*Required tasks:*
• A. Extract every line of the records that contains the string "plant". Matching is case-sensitive.
• B. Proceed with the answer on reproducing R's scale function in Python, picking up after its last sentence.

Begin Text

I don't know R, but from reading the documentation it looks like the following would do the trick (albeit in a slightly less general way)

def scale(y, c=True, sc=True):
    x = y.copy()

    if c:
        x -= x.mean()
    if sc and c:
        x /= x.std()
    elif sc:
        x /= np.sqrt(x.pow(2).sum().div(x.count() - 1))
    return x

For the more general version you'd probably need to do some type/length checking.

EDIT: Added explanation of the denominator in elif sc: clause

From the R docs:

 ... If ‘scale’ is
 ‘TRUE’ then scaling is done by dividing the (centered) columns of
 ‘x’ by their standard deviations if ‘center’ is ‘TRUE’, and the
 root mean square otherwise.  If ‘scale’ is ‘FALSE’, no scaling is
 done.

 The root-mean-square for a (possibly centered) column is defined
 as sqrt(sum(x^2)/(n-1)), where x is a vector of the non-missing
 values and n is the number of non-missing values.  In the case
 ‘center = TRUE’, this is the same as the standard deviation, but
 in general it is not.

End Text
Begin Given information

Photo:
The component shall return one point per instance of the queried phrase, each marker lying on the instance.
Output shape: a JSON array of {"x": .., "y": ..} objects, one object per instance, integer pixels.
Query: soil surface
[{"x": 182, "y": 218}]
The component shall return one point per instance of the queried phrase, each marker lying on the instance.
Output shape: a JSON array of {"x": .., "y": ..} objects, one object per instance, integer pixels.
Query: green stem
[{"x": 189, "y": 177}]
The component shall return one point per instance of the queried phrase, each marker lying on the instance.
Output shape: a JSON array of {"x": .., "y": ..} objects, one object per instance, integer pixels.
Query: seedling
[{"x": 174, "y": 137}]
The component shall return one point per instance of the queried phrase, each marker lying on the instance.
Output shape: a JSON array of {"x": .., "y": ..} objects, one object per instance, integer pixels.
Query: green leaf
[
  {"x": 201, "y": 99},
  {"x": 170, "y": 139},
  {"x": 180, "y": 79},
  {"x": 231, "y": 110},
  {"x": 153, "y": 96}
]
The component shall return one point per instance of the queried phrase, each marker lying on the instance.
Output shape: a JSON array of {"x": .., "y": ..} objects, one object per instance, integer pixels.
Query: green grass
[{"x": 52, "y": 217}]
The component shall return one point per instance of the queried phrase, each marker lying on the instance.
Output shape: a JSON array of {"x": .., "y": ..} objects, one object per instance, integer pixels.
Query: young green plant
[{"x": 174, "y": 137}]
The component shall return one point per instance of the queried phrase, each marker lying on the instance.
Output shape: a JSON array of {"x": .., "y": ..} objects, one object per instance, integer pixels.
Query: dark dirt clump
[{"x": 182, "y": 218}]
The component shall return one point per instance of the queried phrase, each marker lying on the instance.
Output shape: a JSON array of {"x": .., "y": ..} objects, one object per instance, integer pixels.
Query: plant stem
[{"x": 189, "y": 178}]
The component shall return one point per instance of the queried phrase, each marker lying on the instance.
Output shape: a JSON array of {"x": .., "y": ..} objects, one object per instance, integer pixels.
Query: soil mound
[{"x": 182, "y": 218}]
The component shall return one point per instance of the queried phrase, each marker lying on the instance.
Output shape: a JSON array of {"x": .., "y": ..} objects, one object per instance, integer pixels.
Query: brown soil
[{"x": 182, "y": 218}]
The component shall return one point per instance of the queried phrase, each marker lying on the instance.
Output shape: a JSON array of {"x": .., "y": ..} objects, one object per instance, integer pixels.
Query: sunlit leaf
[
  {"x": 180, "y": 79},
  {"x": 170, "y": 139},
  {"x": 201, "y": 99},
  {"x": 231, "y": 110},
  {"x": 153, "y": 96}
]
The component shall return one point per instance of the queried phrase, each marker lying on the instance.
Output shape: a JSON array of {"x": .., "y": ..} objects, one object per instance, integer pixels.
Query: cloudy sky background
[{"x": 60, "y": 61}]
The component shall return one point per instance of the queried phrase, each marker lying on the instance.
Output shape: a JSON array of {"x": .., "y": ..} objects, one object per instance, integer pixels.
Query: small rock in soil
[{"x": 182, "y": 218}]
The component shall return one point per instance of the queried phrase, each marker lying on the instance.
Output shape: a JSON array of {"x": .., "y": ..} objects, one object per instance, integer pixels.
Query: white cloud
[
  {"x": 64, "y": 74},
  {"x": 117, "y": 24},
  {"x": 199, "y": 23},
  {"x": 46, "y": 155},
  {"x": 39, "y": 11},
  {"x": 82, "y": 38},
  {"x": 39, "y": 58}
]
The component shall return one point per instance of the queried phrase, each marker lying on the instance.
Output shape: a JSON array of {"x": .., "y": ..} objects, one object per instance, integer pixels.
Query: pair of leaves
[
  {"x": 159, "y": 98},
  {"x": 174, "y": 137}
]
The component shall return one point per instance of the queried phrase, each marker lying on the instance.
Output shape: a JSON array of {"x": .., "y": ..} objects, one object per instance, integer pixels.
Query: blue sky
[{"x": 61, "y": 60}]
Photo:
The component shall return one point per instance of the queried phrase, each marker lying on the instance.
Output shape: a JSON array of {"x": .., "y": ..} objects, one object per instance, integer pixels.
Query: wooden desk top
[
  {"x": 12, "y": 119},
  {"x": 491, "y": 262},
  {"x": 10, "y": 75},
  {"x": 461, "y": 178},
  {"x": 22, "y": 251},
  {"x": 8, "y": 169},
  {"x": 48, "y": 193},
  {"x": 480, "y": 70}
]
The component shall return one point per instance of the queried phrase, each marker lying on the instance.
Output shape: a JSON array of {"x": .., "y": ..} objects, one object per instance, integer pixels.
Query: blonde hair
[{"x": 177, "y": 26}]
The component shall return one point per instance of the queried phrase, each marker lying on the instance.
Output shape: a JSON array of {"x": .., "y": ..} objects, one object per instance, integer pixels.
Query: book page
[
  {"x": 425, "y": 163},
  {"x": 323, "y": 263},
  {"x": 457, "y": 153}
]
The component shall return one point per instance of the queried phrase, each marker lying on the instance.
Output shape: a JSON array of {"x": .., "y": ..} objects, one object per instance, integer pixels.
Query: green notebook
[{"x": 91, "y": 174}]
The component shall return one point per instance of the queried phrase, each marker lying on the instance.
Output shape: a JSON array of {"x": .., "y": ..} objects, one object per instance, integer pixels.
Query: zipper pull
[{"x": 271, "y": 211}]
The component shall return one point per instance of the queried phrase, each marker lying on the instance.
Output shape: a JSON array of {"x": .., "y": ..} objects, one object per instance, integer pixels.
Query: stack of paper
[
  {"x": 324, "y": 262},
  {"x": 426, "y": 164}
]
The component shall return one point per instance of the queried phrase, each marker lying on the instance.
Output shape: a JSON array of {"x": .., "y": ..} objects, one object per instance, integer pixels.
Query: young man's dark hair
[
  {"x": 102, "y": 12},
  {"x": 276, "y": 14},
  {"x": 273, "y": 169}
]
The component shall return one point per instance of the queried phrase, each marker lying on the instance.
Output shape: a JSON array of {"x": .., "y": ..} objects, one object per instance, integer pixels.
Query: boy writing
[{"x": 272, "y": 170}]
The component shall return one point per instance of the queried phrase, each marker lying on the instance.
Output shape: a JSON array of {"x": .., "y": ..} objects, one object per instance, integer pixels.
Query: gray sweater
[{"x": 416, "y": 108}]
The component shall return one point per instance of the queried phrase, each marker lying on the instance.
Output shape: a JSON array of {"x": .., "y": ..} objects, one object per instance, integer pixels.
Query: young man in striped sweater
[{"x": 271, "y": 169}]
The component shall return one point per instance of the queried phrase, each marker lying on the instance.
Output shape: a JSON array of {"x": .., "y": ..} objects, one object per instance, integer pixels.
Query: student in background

End Given information

*Answer list:*
• A.
Query: young green plant
Query: plant stem

• B.
The line np.sqrt(x.pow(2).sum().div(x.count() - 1)) computes the root mean square using the definition by first squaring x (the pow method) then summing along the rows and then dividing by the non NaN counts in each column (the count method).

As a side the note the reason I didn't just simply compute the RMS after centering is because the std method calls bottleneck for faster computation of that expression in that special case where you want to compute the standard deviation and not the more general RMS.

You could instead compute the RMS after centering, might be worth a benchmark since now that I'm writing this I'm not actually sure which is faster and I haven't benchmarked it.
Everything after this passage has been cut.